* [Yapılacak Görev]: Lütfen aşağıdaki kayıtlarda "wooden" kelimesinin geçtiği bütün satırları bul ve olduğu gibi kopyala.

* [Alıntılanan Veriler]:
════
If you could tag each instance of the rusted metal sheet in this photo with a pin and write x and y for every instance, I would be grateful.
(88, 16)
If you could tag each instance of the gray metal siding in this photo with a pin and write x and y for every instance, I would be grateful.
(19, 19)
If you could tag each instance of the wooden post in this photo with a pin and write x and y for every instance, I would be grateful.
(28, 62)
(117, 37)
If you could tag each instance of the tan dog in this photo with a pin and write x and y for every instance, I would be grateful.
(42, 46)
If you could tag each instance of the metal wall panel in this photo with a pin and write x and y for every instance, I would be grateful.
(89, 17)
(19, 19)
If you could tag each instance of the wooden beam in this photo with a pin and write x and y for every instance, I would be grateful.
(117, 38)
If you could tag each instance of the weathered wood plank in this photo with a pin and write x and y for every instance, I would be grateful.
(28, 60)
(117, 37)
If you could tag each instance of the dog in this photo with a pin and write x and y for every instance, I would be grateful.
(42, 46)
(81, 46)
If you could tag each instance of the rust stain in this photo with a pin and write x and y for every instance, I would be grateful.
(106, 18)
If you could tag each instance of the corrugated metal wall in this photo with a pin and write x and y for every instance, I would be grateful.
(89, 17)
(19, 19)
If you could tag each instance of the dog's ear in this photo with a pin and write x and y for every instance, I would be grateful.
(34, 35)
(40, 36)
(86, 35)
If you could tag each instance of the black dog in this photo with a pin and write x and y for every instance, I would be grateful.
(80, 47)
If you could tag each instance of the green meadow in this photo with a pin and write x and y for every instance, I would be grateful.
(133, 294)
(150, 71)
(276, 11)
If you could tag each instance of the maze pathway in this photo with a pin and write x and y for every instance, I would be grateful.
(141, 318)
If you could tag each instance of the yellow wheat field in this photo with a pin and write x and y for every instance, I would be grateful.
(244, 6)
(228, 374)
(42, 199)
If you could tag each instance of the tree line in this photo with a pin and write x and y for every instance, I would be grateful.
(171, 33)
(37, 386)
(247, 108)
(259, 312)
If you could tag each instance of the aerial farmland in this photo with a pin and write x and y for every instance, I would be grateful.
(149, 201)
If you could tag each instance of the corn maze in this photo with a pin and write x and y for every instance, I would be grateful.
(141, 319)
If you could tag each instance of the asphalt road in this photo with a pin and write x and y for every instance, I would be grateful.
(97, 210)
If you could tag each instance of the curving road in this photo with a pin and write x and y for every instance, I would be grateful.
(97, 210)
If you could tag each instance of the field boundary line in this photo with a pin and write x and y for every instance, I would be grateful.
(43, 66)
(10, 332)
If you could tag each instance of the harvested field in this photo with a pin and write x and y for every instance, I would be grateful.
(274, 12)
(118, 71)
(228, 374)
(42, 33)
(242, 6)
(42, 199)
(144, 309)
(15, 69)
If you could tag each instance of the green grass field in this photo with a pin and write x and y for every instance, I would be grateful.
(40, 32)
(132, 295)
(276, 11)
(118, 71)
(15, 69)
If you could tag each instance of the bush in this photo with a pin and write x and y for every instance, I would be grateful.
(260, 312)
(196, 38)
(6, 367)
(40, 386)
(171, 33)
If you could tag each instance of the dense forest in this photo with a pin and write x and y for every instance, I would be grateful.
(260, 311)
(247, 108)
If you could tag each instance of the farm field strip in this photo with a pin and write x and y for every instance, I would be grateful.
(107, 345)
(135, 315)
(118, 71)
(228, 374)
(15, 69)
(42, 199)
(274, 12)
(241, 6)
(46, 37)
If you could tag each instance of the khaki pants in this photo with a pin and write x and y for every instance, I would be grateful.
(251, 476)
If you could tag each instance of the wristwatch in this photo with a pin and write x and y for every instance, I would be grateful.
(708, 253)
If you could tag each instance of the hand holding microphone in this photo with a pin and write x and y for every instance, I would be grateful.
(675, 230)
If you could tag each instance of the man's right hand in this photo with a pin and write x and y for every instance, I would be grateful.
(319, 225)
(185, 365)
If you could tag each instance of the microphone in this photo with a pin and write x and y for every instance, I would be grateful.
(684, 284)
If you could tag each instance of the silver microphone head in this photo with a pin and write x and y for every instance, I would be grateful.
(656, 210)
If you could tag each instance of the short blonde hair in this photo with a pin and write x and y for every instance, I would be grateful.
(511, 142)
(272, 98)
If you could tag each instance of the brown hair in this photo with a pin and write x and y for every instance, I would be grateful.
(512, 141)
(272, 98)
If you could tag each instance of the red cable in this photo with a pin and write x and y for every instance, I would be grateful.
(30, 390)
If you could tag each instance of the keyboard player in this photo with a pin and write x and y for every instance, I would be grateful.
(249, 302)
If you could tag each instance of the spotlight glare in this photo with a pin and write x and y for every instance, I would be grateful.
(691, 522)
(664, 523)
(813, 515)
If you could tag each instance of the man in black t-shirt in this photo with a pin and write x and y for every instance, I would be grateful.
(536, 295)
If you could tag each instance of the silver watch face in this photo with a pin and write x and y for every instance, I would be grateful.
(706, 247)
════
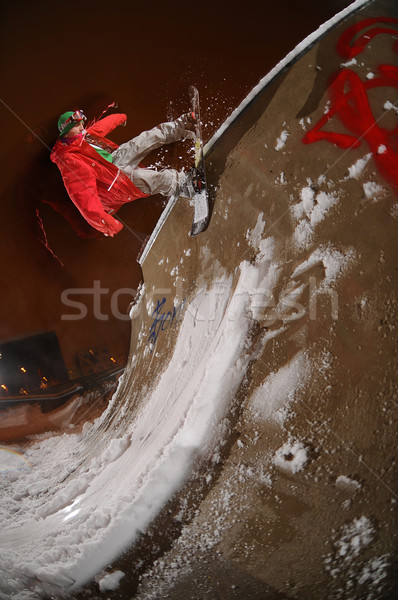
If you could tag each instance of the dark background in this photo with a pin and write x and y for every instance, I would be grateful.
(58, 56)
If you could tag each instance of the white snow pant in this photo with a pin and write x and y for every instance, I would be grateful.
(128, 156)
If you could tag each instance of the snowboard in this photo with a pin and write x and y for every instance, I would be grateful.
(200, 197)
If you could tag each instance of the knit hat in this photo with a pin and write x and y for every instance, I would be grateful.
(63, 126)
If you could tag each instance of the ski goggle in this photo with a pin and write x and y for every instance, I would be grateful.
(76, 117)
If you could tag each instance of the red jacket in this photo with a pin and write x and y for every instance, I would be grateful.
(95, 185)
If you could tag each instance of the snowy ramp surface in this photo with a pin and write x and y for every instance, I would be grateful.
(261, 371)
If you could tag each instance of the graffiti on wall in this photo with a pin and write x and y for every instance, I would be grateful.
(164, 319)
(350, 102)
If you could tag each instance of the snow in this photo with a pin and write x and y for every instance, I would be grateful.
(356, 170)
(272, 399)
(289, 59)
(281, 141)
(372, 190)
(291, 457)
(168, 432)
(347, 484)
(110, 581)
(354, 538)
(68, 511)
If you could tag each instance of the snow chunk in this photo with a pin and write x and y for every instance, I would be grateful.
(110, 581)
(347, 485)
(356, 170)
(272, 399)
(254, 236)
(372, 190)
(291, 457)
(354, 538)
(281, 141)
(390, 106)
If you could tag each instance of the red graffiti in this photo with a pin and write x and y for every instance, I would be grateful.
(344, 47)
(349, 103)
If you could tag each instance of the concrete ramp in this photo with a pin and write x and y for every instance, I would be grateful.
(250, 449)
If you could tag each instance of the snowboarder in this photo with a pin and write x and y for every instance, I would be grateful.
════
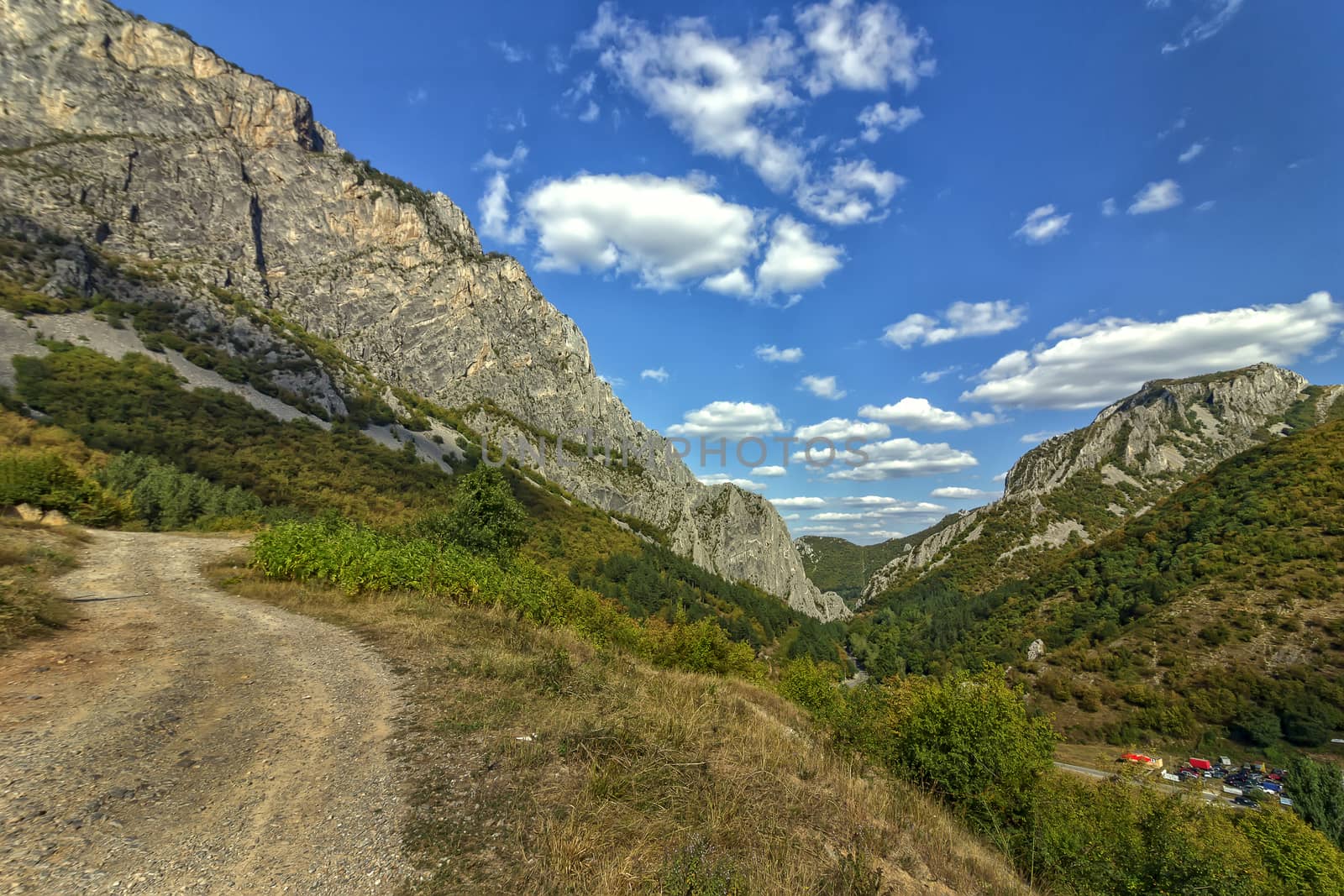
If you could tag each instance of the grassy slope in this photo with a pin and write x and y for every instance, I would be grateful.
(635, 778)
════
* [Görevin Çözümü]:
If you could tag each instance of the wooden post in this photo with a pin and write x and y for every instance, I would be grateful.
If you could tag each instance of the wooden beam in this photo with a pin and write x and y for every instance, I would be grateful.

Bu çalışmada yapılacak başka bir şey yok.